PAGE EXTRACT
:::::

Kaiser Study on Medicare Assumes Seniors Don’t Like Lower Prices
Drew Gonshorowski /
The Kaiser Family Foundation just released a study that grossly misrepresents the premium-support model of Medicare reform and apparently misunderstands normal market dynamics and the differences between efficiency, choice, and higher premiums.
The Kaiser study assumes that an entire class of Americans—senior citizens—is insensitive to price. In reality, seniors are price sensitive when they are presented with options. Already, 90 percent of retirees can and do choose the private health plans they like, ranging from supplemental insurance to Medicare Advantage and Medicare drug plans. Premium support encourages intense competition that will change premiums and hold down costs. The larger impact is that seniors would have a choice of the health options they want, while creating needed savings for themselves and the federal government.
Take a simple analogy: Assume that the price of a gallon of gasoline rose from $3 to $300. How much would this affect your driving habits? It is doubtful that you would still buy the same amount of gas every week. Yet that is the economic intuition embodied in the Kaiser study.

:::::

PROBLEM TO SOLVE
In the article on the Kaiser Medicare study, what share of retirees already choose the private health plans they like?

:::::

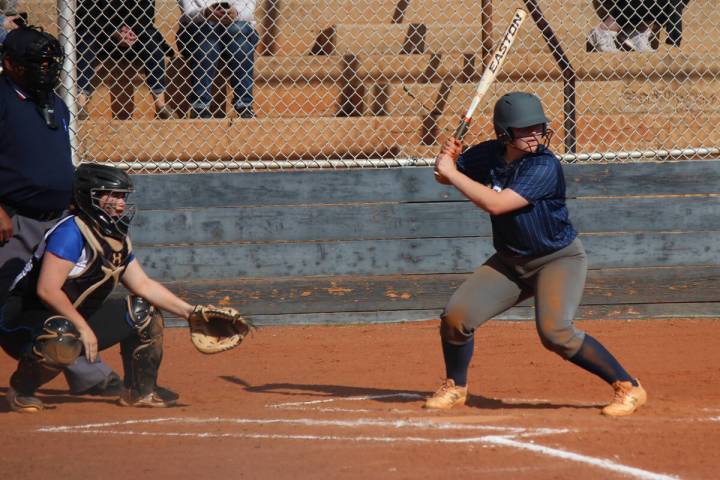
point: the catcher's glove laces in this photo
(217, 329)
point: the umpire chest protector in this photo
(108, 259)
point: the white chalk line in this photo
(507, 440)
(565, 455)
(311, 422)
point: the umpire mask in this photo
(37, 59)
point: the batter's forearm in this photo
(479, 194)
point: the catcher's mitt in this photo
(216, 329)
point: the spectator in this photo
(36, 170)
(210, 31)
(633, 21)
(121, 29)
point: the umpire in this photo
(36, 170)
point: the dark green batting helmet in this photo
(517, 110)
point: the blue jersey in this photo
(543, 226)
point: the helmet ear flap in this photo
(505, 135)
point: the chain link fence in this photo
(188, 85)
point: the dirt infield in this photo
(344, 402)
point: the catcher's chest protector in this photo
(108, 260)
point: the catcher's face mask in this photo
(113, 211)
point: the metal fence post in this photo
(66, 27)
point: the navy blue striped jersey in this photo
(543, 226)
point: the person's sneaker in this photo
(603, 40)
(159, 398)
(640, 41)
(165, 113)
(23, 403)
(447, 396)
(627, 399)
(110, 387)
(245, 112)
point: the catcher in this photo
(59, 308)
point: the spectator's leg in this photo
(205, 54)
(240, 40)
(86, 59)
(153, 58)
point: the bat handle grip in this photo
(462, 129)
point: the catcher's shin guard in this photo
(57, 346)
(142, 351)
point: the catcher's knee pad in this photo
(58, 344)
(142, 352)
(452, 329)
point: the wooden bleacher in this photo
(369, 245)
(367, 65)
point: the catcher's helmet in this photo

:::::

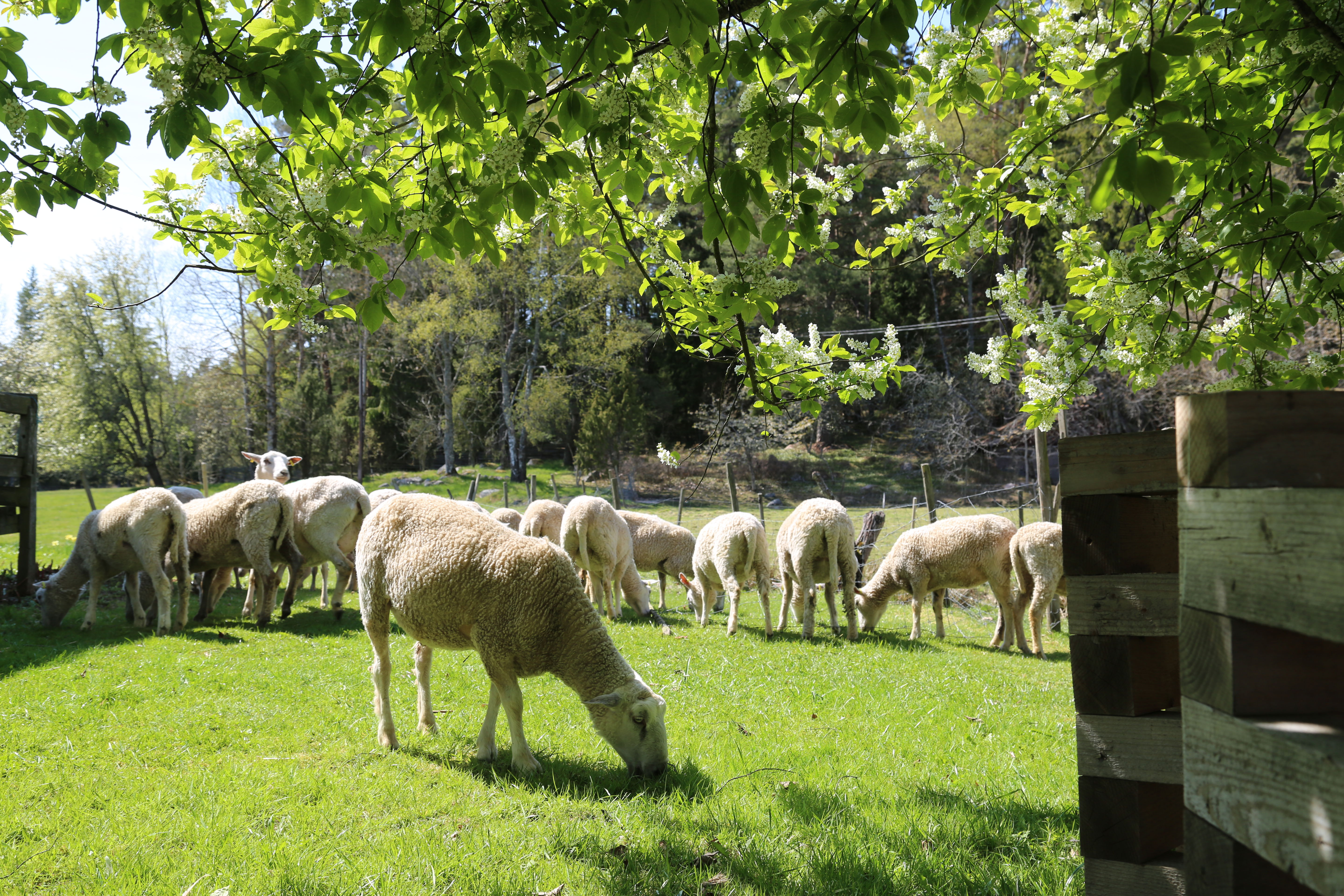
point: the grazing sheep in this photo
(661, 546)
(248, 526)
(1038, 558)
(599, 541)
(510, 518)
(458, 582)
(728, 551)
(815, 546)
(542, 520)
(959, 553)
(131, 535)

:::::

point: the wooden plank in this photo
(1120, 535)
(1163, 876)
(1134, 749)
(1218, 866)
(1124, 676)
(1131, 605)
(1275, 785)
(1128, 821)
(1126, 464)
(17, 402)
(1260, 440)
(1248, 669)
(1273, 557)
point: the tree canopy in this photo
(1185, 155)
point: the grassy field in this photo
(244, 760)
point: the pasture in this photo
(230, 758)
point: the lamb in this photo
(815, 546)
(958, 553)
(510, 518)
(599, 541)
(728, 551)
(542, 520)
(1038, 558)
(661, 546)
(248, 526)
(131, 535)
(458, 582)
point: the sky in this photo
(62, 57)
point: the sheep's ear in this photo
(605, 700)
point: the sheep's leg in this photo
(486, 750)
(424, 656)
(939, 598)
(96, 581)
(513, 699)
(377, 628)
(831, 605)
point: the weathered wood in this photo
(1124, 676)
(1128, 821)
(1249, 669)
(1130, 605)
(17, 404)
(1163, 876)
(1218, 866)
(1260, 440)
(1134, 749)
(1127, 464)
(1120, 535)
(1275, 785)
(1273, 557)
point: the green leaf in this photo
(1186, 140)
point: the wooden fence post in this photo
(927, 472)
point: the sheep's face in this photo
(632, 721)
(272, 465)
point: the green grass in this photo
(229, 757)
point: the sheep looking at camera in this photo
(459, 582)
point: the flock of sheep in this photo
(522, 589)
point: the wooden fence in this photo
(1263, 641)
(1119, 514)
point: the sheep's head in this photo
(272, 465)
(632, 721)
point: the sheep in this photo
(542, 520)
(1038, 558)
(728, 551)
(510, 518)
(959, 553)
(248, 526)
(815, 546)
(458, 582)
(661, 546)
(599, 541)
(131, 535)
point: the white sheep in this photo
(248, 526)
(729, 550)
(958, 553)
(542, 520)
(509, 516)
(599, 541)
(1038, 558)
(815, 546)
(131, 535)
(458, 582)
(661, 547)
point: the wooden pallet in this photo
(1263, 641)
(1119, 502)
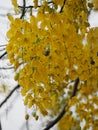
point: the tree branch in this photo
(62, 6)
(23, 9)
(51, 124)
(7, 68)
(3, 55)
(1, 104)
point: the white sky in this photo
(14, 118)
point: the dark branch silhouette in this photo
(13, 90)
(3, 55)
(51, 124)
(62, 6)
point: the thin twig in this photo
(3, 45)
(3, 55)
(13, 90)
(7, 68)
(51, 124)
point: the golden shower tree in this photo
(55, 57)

:::::

FINISHED EXERCISE
90 percent